* What is required:
List each detail about the author and the posting date that appears in the byline above the first paragraph of the article on end user license agreements below.
Top of Text excerpt
Legal

The Personal and Social Implications of the End User License Agreement

The-Personal-and-Social-Implications-of-the-End-User-License-Agreement-

Simon Krauss
Deputy General Counsel

Mar 6, 2019

As in-house counsel, I often read and write online licensing agreements for software. These agreements go by a variety of names, such as Terms of Service (ToS) or End User License Agreements (EULAs). These are the agreements you scroll through (without actually reading) and then click the “I Agree” box, thus legally binding yourself to something you didn’t take the time to read or understand in order to get something you want quickly.

Not Your Fault

Don’t feel bad about not reading EULAs. It would take a significant amount of time to read every one of the agreements you encounter. Also, many of them would require you to go to law school to understand them! And even if you didn’t like the terms of an agreement, your only options would be to try to negotiate better terms (best of luck with that!) or not use the software or service. Besides which, if you’re getting the software or service for free, you may ask, “Who cares?” You should! Even if the transaction doesn’t involve money, it isn’t actually free. You may not be giving up your money, but you are giving up your legal rights.
Bottom of Text excerpt
Top of Information supplied
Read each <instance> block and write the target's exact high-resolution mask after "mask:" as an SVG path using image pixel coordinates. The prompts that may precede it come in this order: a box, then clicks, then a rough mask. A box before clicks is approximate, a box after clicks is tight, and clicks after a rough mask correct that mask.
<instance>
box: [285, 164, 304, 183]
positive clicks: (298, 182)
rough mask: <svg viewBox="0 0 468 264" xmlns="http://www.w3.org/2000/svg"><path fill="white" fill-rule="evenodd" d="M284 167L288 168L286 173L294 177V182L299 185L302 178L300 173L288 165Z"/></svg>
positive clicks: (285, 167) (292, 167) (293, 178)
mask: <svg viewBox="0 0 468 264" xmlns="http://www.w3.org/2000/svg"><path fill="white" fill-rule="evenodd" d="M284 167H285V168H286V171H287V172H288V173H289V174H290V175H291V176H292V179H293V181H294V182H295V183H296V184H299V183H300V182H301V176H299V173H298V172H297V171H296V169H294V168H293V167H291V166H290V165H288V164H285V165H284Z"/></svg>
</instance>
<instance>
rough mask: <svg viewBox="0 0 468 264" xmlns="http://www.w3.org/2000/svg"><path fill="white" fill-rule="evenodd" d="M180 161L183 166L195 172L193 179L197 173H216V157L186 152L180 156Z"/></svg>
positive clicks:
Bottom of Information supplied
Top of Information supplied
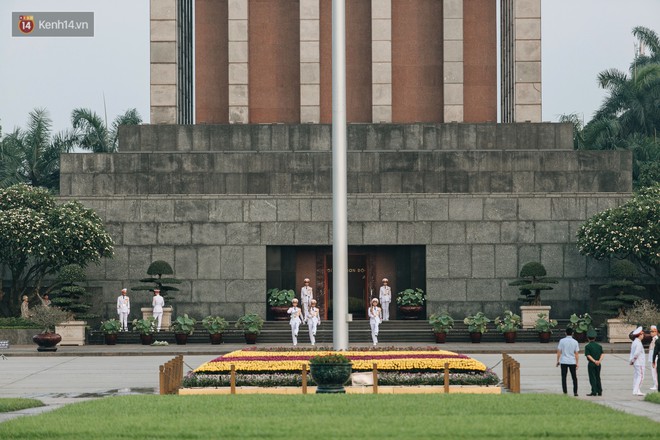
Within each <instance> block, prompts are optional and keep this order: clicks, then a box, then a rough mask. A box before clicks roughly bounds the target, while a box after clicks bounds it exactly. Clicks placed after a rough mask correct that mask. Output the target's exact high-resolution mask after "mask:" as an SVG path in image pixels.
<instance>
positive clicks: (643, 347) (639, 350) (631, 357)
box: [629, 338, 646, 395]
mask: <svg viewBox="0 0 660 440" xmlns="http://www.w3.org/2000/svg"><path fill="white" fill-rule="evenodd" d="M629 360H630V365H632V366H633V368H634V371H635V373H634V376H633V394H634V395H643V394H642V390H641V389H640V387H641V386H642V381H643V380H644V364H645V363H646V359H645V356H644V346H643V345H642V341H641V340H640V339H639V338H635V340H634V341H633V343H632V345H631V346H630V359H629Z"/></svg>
Bottom of Information supplied
* Exercise solution:
- Simon Krauss
- Deputy General Counsel
- Mar 6, 2019